> **DATA LISTING**:
========

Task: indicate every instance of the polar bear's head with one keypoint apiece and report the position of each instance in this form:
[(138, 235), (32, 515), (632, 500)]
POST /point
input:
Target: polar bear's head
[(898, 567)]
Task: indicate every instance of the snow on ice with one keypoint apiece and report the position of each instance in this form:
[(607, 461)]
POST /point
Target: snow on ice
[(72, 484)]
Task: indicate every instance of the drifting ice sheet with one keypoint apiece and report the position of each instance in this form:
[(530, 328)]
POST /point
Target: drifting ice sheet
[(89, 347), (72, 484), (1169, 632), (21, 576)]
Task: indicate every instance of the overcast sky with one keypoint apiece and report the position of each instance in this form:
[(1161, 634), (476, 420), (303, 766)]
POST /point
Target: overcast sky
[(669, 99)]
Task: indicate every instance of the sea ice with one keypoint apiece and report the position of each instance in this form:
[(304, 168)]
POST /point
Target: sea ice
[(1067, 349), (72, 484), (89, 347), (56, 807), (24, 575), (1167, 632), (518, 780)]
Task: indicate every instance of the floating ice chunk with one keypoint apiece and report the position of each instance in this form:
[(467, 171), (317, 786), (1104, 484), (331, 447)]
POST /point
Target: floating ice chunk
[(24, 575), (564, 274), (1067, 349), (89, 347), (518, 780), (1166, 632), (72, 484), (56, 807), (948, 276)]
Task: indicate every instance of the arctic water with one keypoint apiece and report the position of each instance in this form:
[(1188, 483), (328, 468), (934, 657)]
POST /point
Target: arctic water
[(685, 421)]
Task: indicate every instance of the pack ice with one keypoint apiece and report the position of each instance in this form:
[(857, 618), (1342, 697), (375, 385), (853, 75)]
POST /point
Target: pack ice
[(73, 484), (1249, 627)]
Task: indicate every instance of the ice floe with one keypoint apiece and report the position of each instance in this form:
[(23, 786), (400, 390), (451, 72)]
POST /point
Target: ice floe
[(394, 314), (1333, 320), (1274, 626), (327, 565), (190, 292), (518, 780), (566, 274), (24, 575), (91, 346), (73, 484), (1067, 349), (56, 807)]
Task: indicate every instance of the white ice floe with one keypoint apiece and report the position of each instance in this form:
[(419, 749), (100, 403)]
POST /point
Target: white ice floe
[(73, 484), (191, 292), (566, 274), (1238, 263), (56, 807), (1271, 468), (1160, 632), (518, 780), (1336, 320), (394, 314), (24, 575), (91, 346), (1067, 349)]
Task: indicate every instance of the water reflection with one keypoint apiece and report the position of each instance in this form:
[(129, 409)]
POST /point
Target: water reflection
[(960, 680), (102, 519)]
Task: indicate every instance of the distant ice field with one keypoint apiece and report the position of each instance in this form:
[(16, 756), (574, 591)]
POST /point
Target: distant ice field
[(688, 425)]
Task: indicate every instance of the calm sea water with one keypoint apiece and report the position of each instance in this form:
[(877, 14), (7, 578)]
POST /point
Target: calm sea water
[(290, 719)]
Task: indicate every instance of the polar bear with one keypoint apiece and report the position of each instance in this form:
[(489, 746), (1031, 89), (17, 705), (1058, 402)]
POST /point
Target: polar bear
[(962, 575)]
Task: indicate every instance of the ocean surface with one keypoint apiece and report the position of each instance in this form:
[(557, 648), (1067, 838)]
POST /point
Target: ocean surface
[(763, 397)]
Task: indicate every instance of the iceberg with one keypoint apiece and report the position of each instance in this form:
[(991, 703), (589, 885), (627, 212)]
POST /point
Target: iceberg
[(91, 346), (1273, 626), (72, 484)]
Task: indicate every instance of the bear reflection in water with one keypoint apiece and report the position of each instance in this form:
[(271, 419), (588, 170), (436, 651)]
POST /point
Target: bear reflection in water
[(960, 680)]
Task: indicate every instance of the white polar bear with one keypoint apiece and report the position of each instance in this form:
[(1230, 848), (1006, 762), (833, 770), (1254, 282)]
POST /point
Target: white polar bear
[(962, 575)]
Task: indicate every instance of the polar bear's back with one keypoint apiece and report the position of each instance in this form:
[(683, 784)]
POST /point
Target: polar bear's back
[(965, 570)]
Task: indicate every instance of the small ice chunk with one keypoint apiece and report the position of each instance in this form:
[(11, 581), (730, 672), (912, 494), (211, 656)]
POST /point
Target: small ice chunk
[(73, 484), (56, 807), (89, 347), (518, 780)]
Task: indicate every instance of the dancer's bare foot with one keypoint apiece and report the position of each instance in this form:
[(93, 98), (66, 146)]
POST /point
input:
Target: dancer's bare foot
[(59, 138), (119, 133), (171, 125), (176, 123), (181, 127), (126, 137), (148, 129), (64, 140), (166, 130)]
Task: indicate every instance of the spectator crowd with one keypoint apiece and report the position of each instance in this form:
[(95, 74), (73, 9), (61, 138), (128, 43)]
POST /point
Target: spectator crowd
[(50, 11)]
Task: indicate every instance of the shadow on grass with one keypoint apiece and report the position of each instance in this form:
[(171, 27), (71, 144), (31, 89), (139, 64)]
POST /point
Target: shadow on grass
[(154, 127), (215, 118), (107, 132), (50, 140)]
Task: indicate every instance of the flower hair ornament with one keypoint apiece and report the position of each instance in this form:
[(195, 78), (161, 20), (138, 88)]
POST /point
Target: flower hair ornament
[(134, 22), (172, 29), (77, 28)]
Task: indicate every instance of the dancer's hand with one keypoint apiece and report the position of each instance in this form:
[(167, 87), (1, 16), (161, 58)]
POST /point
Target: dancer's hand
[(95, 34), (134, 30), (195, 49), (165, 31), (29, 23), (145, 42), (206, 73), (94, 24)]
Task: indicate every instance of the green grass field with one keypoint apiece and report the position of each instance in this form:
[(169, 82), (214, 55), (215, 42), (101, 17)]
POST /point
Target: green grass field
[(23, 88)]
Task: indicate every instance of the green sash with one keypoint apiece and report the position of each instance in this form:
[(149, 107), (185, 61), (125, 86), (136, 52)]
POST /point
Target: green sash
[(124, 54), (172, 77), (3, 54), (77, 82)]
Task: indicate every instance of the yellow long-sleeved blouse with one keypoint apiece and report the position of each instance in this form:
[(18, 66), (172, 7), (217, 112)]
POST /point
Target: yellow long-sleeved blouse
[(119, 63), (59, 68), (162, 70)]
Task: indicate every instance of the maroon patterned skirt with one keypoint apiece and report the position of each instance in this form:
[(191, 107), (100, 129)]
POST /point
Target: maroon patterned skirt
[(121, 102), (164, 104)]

========

> **EXERCISE DIRECTIONS**: Nothing may be dropped or altered. Copy every line above.

> **FINAL ANSWER**:
Task: indicate every instance of the polar bear's head with one keypoint apiece and report the position of each instance in this form:
[(138, 235), (32, 515), (632, 500)]
POST /point
input:
Target: polar bear's head
[(898, 567)]
Task: indicate every instance of the snow on ice with one keypoint apiece and report the position of each instance in this form:
[(607, 461)]
POST /point
Target: snow on ice
[(72, 484)]
Task: indicate every instance of the drifting ice sheet with one keypoint apiece and report the position of each instance in this form:
[(530, 328)]
POST /point
Target: drifting ice sheet
[(89, 347), (72, 484), (1169, 632), (21, 576)]
Task: indicate every instance of the overcast sky with one keypoint apiece and report the position of each instance in this form:
[(1161, 634), (476, 420), (303, 766)]
POST /point
Target: overcast sky
[(669, 99)]
Task: indicate every instance of the sea ice with one keypoint apiece and report the position of each instance in this form:
[(304, 168)]
POST /point
Target: sea ice
[(1067, 349), (72, 484), (89, 347), (56, 807), (24, 575), (1167, 632), (518, 780)]
Task: indicate every instance of the floating ice chunk with one keypoint apiece and report the position of each instance in this form:
[(467, 171), (317, 786), (1104, 484), (331, 447)]
POST /point
Target: floating ice chunk
[(24, 575), (564, 274), (1067, 349), (89, 347), (518, 780), (1166, 632), (72, 484), (56, 807), (948, 276)]
Task: indicate every instance of the arctic water with one keypoint apiece and report the position of each instance in this form:
[(1188, 483), (328, 468), (934, 657)]
POST /point
Target: arctic water
[(685, 421)]
Task: indicate every instance of the pack ice with one keypoint apiece and report the position of each instance in this form:
[(857, 618), (1342, 697), (375, 385), (853, 75)]
POST /point
Target: pack ice
[(73, 484), (1249, 627)]
Task: indicate every instance of the ice floe with one keypoint apiece and report the position of each instance in this form:
[(23, 786), (400, 390), (451, 72)]
POST /point
Target: ice floe
[(394, 314), (1333, 320), (1274, 626), (327, 565), (190, 292), (518, 780), (566, 274), (24, 575), (91, 346), (73, 484), (1067, 349), (56, 807)]
Task: indicate every instance of the white ice floe with one keypoint apiece and report the position of each instance in this form:
[(419, 749), (100, 403)]
POST /point
Target: white ice floe
[(73, 484), (191, 292), (566, 274), (1238, 263), (56, 807), (1271, 468), (1160, 632), (518, 780), (1336, 320), (394, 314), (24, 575), (91, 346), (1067, 349)]
Task: indicate every instance of the water reflection with one keypoint apiece and report the position of each instance in this form:
[(129, 409)]
POST /point
Target: water reflection
[(960, 680), (102, 519)]
Task: indicate every instance of the distant ice field with one keypoint apiece and report the position of each instance in this form:
[(16, 756), (574, 591)]
POST /point
Target: distant ice field
[(688, 425)]
Task: indicate every instance of the calm sea water with one keypoint apiece and report the position of each instance in this form:
[(877, 14), (7, 578)]
POST /point
Target: calm sea water
[(290, 719)]
Task: indicate every instance of the polar bear with one keypoint apiece and report the position of each instance in this form:
[(489, 746), (1031, 89), (17, 705), (1058, 402)]
POST /point
Target: polar bear
[(962, 575)]
Task: indicate every instance of the ocean surface with one keypoint apiece and report the position of each instance in this form:
[(557, 648), (1067, 838)]
POST /point
Target: ocean surface
[(763, 397)]
Task: indicate every instance of the iceberg with one keypoint apiece and report the position of each instance in this form:
[(991, 703), (589, 885), (627, 212)]
POST /point
Target: iceberg
[(91, 346), (1273, 626), (72, 484)]
Task: indicate every instance of the bear reflection in water with one keypoint apiece and report the position of each instance in this form:
[(271, 419), (588, 170), (436, 651)]
POST /point
Target: bear reflection in water
[(960, 680)]
Task: indicate every instance of the white polar bear with one keypoint apiece and report the position of each instance in this form:
[(1230, 848), (1006, 762), (833, 770), (1254, 282)]
POST /point
Target: white polar bear
[(962, 575)]
Task: indicate every instance of the polar bear's back with one keypoint apiece and report the position of each instance in this form:
[(683, 784)]
POST /point
Target: polar bear's back
[(965, 570)]
Task: indicate every instance of the small ice chunk with one keypoint apiece and report the position of each instance in this form:
[(11, 581), (730, 672), (912, 494), (211, 656)]
POST /point
Target: small ice chunk
[(73, 484), (56, 807), (89, 347), (518, 780)]
Task: indicate every instance of the dancer's bare foot with one keypoint apiece and report the position of each instance in this form:
[(93, 98), (66, 146)]
POST /point
input:
Target: dancer's bare foot
[(59, 138), (119, 133), (171, 125), (176, 123), (181, 127), (126, 137), (148, 129), (64, 140), (166, 130)]
Task: indicate every instance of the spectator crowd with one keypoint apiece and report the position of each instance in this form:
[(95, 74), (73, 9), (61, 138), (128, 43)]
POST /point
Target: spectator crowd
[(50, 11)]
Task: indicate every instance of the shadow on grass with one keypoint apiece and report the position of each instance in this form:
[(171, 27), (71, 144), (31, 89), (139, 64)]
POST /point
Target: shadow on grass
[(154, 127), (215, 118), (107, 132), (50, 140)]
Task: indicate every instance of the flower hair ornament with one keypoint apiece and report the position of each instance in this form:
[(195, 78), (161, 20), (138, 88)]
POST /point
Target: flower hair ornament
[(134, 22), (172, 29), (77, 28)]
Task: indicate every instance of the dancer's hand with one keypoint apiece and report the position of each instance in this form:
[(167, 87), (1, 16), (161, 58)]
POST /point
Target: dancer's hand
[(95, 34), (134, 30), (195, 49), (165, 31), (29, 23), (145, 42), (206, 73), (94, 24)]
Task: indicate every instance of the green grass field with one keypoint apiece and report the position of each instance in this form:
[(169, 82), (214, 55), (215, 42), (101, 17)]
POST /point
Target: green grass field
[(23, 88)]
Task: indicate every instance of the green sash with one keypoint apiece and report the position of each instance in this form:
[(149, 107), (185, 61), (125, 86), (136, 52)]
POST /point
Target: green sash
[(124, 54), (172, 77), (3, 54), (77, 82)]
Task: indicate every instance of the yellow long-sleeved blouse with one keypoint apiece and report the position of each instance in this form:
[(18, 66), (172, 7), (217, 112)]
POST /point
Target: yellow long-sleeved blouse
[(119, 63), (59, 68), (162, 70)]
Task: indicate every instance of the maroon patterned skirt with one keypoint apiece and report the position of each instance in this form:
[(191, 107), (100, 129)]
POST /point
Target: maroon patterned skirt
[(121, 102), (164, 104)]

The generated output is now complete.